→ EXCERPTED PASSAGE
================================

Embodiments of the present invention relate to hardware for supporting source synchronous memory standards. More specifically, embodiments of the present invention relate to a method and apparatus for performing memory interface calibration on integrated circuits such as field programmable gate arrays (FPGAs).
Source synchronous memory standards are used to enable high-speed data transfer between processing devices and memory systems. Some of these standards include reduced latency dynamic random access memory (RLDRAM), quad data rate (QDR), and double data rate (DDR).
Memory interfaces for memory systems compliant with source synchronous memory standards perform double data rate transfers where data is transferred on both the rising and falling edges of the clock. When there is no setup or hold time requirement for the data, a data valid window of a half cycle is available. However, when setup and hold time requirements are present, the data valid window can be much smaller. The presence of board layout, process, voltage, and temperature variations further reduces the size of the data valid window. Consequently, the slightest amount of skew on the data lines could likely result in incorrect data transfers.
A memory interface implemented on integrated circuits such as FPGAs are operable to perform low level data rate conversions and synchronization of clocks to allow components on the integrated circuits to communicate with memory system. When designing an external memory interface, designers encounter the challenge of providing a design that supports multiple source synchronous memory standards without requiring a large number of changes. This challenge extends to designing memory interfaces capable of performing calibration necessary for operating with a specific source synchronous memory standard.
According to an embodiment of the present invention, a universal memory interface includes a sequencer unit operable to calibrate at least one of a data delay and a strobe delay between the universal memory interface and a memory system. The calibration results in center aligning a data signal with a clock that strobes it and expands a valid window for sampling the data. The sequencer unit may implement a processor or a finite state machine to execute a calibration procedure. The sequencer includes additional components to implement lower level primitives associated with adjusting delay chains and implementing low-level read and write commands to the memory system. According to an aspect of the present invention where a processor is implemented to execute the calibration procedure, the calibration procedure is implemented using program code and the calibration procedure may be loaded onto the integrated circuit in response to identifying a type of the memory system.
The features and advantages of embodiments of the present invention are illustrated by way of example and are not intended to limit the scope of the embodiments of the present invention to the particular embodiments shown.
In the following description, for purposes of explanation, specific nomenclature is set forth to provide a thorough understanding of embodiments of the present invention. It will be apparent to one skilled in the art that specific details in the description may not be required to practice the embodiments of the present invention. In other instances, well-known circuits, devices, and components are shown in block diagram form to avoid obscuring embodiments of the present invention unnecessarily.
The universal memory interface 110 includes an external memory interface (EMI) 130, which handles low level data rate conversions and timing specifics of communicating with the memory system. According to an embodiment of the present invention, the external memory interface 130 provides a layer that converts a high speed double data rate interface provided by modern high-speed memory devices such as RLDRAM, QDR, and DDR into a single or half-rate interface suitable for use within the integrated circuit 100.

================================

→ DATA SECTION
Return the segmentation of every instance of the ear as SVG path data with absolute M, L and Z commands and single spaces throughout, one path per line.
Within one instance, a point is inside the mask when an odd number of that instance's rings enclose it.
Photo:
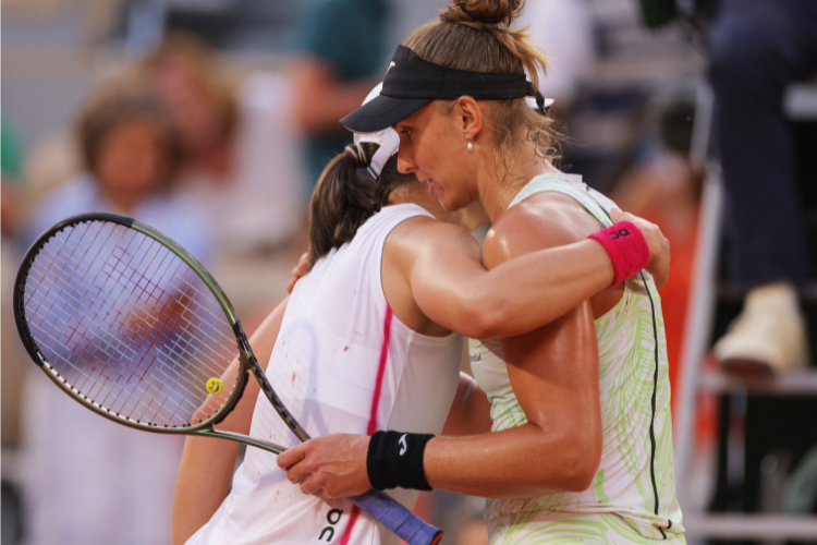
M 476 138 L 483 130 L 483 111 L 477 101 L 470 96 L 462 96 L 454 105 L 456 117 L 462 120 L 462 131 L 465 136 Z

================================

→ WHAT THE TASK REQUIRES
In the memory interface calibration text, what does the external memory interface 130 convert a high speed double data rate interface into?

→ SOLUTION TO THIS TASK
A single or half-rate interface suitable for use within the integrated circuit 100.